- LISTED RECORDS:
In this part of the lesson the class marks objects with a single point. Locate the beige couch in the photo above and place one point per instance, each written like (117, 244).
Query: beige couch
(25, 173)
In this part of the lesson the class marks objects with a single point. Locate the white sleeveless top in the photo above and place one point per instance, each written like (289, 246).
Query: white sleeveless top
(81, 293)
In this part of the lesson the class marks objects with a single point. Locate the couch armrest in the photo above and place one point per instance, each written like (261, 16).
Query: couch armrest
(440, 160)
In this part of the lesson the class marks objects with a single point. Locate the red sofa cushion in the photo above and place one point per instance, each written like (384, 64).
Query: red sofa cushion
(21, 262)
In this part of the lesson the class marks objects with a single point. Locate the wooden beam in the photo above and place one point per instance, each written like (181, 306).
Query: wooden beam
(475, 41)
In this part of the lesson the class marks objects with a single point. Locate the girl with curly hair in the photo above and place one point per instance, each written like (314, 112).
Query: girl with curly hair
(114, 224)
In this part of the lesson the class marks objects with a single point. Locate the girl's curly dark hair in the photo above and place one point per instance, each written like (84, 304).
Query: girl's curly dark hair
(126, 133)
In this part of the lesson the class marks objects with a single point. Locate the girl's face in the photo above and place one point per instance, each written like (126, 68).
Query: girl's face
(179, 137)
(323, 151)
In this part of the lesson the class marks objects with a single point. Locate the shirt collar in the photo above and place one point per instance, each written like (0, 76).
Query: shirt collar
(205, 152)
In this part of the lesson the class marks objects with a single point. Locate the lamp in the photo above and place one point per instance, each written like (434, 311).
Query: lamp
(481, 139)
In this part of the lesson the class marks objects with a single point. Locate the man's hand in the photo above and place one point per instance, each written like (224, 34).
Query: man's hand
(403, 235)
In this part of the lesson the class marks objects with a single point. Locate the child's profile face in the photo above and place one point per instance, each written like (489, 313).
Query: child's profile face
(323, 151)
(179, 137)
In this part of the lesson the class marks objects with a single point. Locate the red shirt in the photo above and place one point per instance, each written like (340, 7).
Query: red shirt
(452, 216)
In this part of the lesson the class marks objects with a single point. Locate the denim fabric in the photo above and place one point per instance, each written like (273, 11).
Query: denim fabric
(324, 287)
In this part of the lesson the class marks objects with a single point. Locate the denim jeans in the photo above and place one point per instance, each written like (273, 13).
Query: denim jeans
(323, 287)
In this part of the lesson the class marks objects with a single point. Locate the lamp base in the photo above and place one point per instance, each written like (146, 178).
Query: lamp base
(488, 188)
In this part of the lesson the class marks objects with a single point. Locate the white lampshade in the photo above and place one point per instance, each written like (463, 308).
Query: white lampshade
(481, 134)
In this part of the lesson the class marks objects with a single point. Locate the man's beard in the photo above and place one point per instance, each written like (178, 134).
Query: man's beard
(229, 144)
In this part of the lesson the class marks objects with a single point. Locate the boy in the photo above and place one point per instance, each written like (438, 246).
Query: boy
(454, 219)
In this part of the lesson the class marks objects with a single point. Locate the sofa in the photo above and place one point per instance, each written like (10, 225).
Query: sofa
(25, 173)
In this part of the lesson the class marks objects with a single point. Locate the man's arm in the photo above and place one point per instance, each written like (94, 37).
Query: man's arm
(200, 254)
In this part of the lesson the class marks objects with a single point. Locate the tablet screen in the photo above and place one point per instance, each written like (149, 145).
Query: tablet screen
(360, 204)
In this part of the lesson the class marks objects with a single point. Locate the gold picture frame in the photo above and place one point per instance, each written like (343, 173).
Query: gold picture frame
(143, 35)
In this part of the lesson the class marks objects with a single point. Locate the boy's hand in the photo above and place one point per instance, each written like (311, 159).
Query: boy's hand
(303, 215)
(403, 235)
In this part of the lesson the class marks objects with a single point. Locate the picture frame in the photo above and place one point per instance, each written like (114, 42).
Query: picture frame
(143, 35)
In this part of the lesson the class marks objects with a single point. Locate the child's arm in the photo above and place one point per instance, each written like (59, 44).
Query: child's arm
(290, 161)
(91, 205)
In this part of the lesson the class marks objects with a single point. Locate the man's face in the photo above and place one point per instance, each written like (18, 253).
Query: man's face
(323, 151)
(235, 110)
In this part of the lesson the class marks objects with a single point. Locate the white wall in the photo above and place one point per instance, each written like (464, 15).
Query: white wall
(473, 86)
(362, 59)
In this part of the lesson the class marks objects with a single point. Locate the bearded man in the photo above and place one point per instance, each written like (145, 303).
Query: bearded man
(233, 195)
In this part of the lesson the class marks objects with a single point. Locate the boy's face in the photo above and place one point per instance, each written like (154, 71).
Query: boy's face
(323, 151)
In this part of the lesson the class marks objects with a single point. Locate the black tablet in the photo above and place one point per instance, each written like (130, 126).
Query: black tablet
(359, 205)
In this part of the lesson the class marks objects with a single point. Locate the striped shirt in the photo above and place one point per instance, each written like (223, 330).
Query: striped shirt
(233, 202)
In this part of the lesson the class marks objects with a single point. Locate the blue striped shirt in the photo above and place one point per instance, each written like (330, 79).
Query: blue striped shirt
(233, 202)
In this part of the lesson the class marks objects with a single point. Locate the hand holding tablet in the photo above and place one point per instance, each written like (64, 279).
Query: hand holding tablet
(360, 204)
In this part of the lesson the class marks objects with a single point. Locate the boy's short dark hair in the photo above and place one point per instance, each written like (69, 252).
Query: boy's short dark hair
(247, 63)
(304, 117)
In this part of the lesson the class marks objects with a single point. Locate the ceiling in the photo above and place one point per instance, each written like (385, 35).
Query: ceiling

- YOUR TASK: Every record, from top to bottom, must be transcribed exactly.

- FINAL ANSWER:
In this part of the lesson the class marks objects with a single point. Locate the beige couch in the photo above and place one point per instance, each written like (117, 244).
Query: beige couch
(25, 173)
In this part of the lesson the class marks objects with a single point. Locate the white sleeveless top in the photo above and place one point per instance, each written like (289, 246).
Query: white sleeveless top
(81, 293)
In this part of the lesson the class marks objects with a single point. Locate the couch armrest in the photo above and place one point per instance, each written like (261, 16).
Query: couch armrest
(440, 160)
In this part of the lesson the class marks objects with a single point. Locate the red sofa cushion in the photo above and place one point per instance, each written like (384, 64).
Query: red sofa cushion
(21, 262)
In this part of the lesson the class marks objects with a single point. Locate the wooden beam in the photo above and place one point per instance, each written like (181, 306).
Query: wooden beam
(475, 41)
In this part of the lesson the class marks objects with a single point. Locate the girl with curly hair in the photo above and place one point per instance, each written like (314, 112).
Query: girl with curly hair
(114, 224)
In this part of the lesson the class marks objects with a single point. Locate the girl's curly dark hair in the photo above and place one point per instance, each written like (84, 304).
Query: girl's curly dark hair
(126, 133)
In this part of the lesson the class marks objects with a single point. Locate the girl's face in the photo above and place one point per instance, each written like (126, 68).
Query: girl's face
(179, 137)
(323, 151)
In this part of the lesson the class marks objects with a single point. Locate the shirt collar in the photo above and place one point per instance, each written like (0, 76).
Query: shirt collar
(205, 152)
In this part of the lesson the class marks objects with a single point. Locate the lamp in the photo above and place one point per instance, each written like (434, 311).
Query: lamp
(481, 139)
In this part of the lesson the class marks objects with a single point. Locate the man's hand in the photo above and place one point per instance, each written like (224, 34).
Query: man's hand
(403, 235)
In this part of the lesson the class marks objects with a single point. Locate the child's profile face in the photo above and place one point per instance, each written like (489, 313).
Query: child's profile face
(323, 151)
(179, 137)
In this part of the lesson the class marks objects with a single point. Locate the red shirt in the photo above and place one point per instance, each written like (340, 7).
Query: red shirt
(452, 216)
In this part of the lesson the class marks objects with a single point. Locate the denim fabric in the photo above and place one point per instance, each written like (273, 11).
Query: denim fabric
(324, 287)
In this part of the lesson the class marks objects with a single point. Locate the denim jeans in the photo above and place one point per instance, each written like (273, 13).
Query: denim jeans
(323, 287)
In this part of the lesson the class marks objects with a single point. Locate the lamp base in the photo above and place one point per instance, each written like (146, 178).
Query: lamp base
(488, 188)
In this part of the lesson the class marks objects with a single point. Locate the white lampshade in the photo above and place one point per instance, each written like (463, 308).
Query: white lampshade
(481, 134)
In this part of the lesson the class marks objects with a single point. Locate the man's beard in the photo above and place one point per instance, each written like (178, 134).
Query: man's beard
(229, 144)
In this part of the lesson the class marks objects with a single point. Locate the boy in the photo above and place one point per instance, each written like (438, 246).
Query: boy
(454, 219)
In this part of the lesson the class marks objects with a single point. Locate the sofa in the photo above and place one point per instance, each written like (10, 225).
Query: sofa
(25, 173)
In this part of the lesson the class marks objects with a single point. Locate the man's arm in the photo above and place one point per instance, each written like (94, 37).
Query: man's arm
(200, 254)
In this part of the lesson the class marks objects with a single point. Locate the tablet screen in the photo above and place one point per instance, each written like (149, 145).
Query: tablet screen
(360, 204)
In this part of the lesson the class marks objects with a single point. Locate the gold picture frame in the photo above and place one point per instance, each written like (343, 173).
Query: gold picture frame
(143, 35)
In this part of the lesson the class marks objects with a single point. Locate the boy's hand in the photo above and place one point per instance, each written like (311, 159).
Query: boy's hand
(303, 215)
(403, 235)
In this part of the lesson the class marks objects with a single point. Locate the picture frame in the photo above and place one point per instance, each written like (114, 42).
Query: picture frame
(143, 35)
In this part of the lesson the class marks objects with a single point. Locate the child's arm in the photo above and place one point per instance, each written like (59, 44).
Query: child's arm
(290, 161)
(91, 205)
In this part of the lesson the class marks objects with a single point. Locate the man's face in the photo above and place one point per instance, each written like (18, 253).
Query: man's face
(323, 151)
(235, 110)
In this part of the lesson the class marks objects with a single point. Locate the white wall in the photo above and place one point per instance, each written like (464, 15).
Query: white wall
(473, 86)
(362, 59)
In this part of the lesson the class marks objects with a single point. Locate the bearded man in the photo above and place one point per instance, each written like (145, 303).
Query: bearded man
(233, 195)
In this part of the lesson the class marks objects with a single point. Locate the boy's face in the photo above and place one point per instance, each written like (154, 71).
Query: boy's face
(323, 151)
In this part of the lesson the class marks objects with a single point. Locate the black tablet in the photo above and place one point per instance, each written like (130, 126).
Query: black tablet
(359, 205)
In this part of the lesson the class marks objects with a single point. Locate the striped shirt in the photo above and place one point per instance, each written like (223, 330).
Query: striped shirt
(233, 202)
In this part of the lesson the class marks objects with a single point. Locate the blue striped shirt in the photo above and place one point per instance, each written like (330, 79).
Query: blue striped shirt
(233, 202)
In this part of the lesson the class marks objects with a single point. Locate the hand holding tablet in the photo above and place one point per instance, each written like (64, 279).
Query: hand holding tablet
(360, 204)
In this part of the lesson the class marks objects with a single point. Locate the boy's short dark hair in the photo above and place one point per instance, each written like (69, 252).
Query: boy's short dark hair
(247, 63)
(304, 117)
In this part of the lesson the class marks objects with a single point. Locate the ceiling in the photo above and place one point per instance, each written like (385, 35).
Query: ceiling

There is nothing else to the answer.